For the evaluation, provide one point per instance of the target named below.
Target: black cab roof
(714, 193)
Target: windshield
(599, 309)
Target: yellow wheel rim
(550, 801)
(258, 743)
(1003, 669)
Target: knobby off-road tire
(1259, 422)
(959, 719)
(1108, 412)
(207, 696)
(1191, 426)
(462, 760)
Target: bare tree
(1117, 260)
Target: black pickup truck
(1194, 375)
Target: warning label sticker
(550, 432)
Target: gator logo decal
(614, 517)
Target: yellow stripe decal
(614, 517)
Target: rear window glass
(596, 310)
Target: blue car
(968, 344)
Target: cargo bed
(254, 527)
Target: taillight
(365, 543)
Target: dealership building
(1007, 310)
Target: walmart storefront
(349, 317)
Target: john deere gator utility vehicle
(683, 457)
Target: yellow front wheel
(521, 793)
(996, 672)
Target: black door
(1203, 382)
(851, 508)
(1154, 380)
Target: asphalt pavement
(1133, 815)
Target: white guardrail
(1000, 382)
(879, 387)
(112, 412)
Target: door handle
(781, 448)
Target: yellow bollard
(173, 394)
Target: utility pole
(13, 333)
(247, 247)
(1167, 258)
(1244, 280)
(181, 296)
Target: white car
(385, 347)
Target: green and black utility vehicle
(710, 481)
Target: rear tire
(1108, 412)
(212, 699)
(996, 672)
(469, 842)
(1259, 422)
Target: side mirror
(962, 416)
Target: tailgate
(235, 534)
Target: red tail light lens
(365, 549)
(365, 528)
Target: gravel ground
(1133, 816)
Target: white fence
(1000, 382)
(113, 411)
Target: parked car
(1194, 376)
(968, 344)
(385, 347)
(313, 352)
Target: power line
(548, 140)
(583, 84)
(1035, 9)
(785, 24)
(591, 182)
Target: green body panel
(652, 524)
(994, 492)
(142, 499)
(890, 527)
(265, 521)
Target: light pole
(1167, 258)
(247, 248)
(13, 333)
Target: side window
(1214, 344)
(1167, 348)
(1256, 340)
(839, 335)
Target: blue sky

SET EXERCISE: Rewrite all of the data above with "work vehicle" in place of every "utility vehicle", keeping everything else the same.

FINISHED TASK:
For the evaluation, provide one point per instance of the target named below.
Target: black cab roof
(714, 193)
Target: windshield
(599, 309)
Target: yellow wheel rim
(550, 801)
(258, 743)
(1003, 669)
Target: knobby off-road tire
(1259, 422)
(959, 719)
(1108, 412)
(207, 696)
(1191, 426)
(462, 760)
Target: bare tree
(1117, 260)
Target: black pickup truck
(1194, 375)
Target: warning label sticker
(550, 432)
Target: gator logo decal
(614, 517)
Target: yellow stripe decal
(614, 517)
Target: rear window glass
(596, 310)
Target: blue car
(968, 344)
Target: cargo bed
(254, 527)
Target: taillight
(365, 543)
Target: dealership building
(1007, 310)
Target: walmart storefront
(349, 317)
Target: john deere gator work vehicle
(683, 457)
Target: yellow front wheel
(521, 793)
(996, 672)
Target: black door
(1203, 382)
(851, 508)
(1154, 380)
Target: asphalt pavement
(1133, 815)
Target: white guardrail
(1000, 382)
(879, 387)
(112, 412)
Target: door handle
(781, 448)
Target: yellow bollard
(173, 394)
Target: utility pole
(13, 333)
(247, 247)
(1167, 258)
(1244, 280)
(181, 296)
Target: white car
(385, 347)
Target: green and black work vehicle
(710, 481)
Target: rear tire
(1108, 412)
(212, 699)
(996, 672)
(469, 842)
(1259, 422)
Target: side mirror
(962, 416)
Target: tailgate
(235, 534)
Target: red tail light lens
(365, 549)
(365, 528)
Target: gravel ground
(1133, 816)
Target: white fence
(1000, 382)
(113, 411)
Target: parked car
(1194, 376)
(968, 344)
(385, 347)
(313, 352)
Target: power line
(548, 140)
(583, 84)
(1035, 9)
(785, 24)
(591, 182)
Target: green body panel
(652, 524)
(994, 492)
(142, 499)
(890, 527)
(265, 521)
Target: light pole
(1167, 258)
(247, 248)
(13, 333)
Target: side window
(1214, 344)
(1167, 348)
(1256, 340)
(839, 335)
Target: blue sky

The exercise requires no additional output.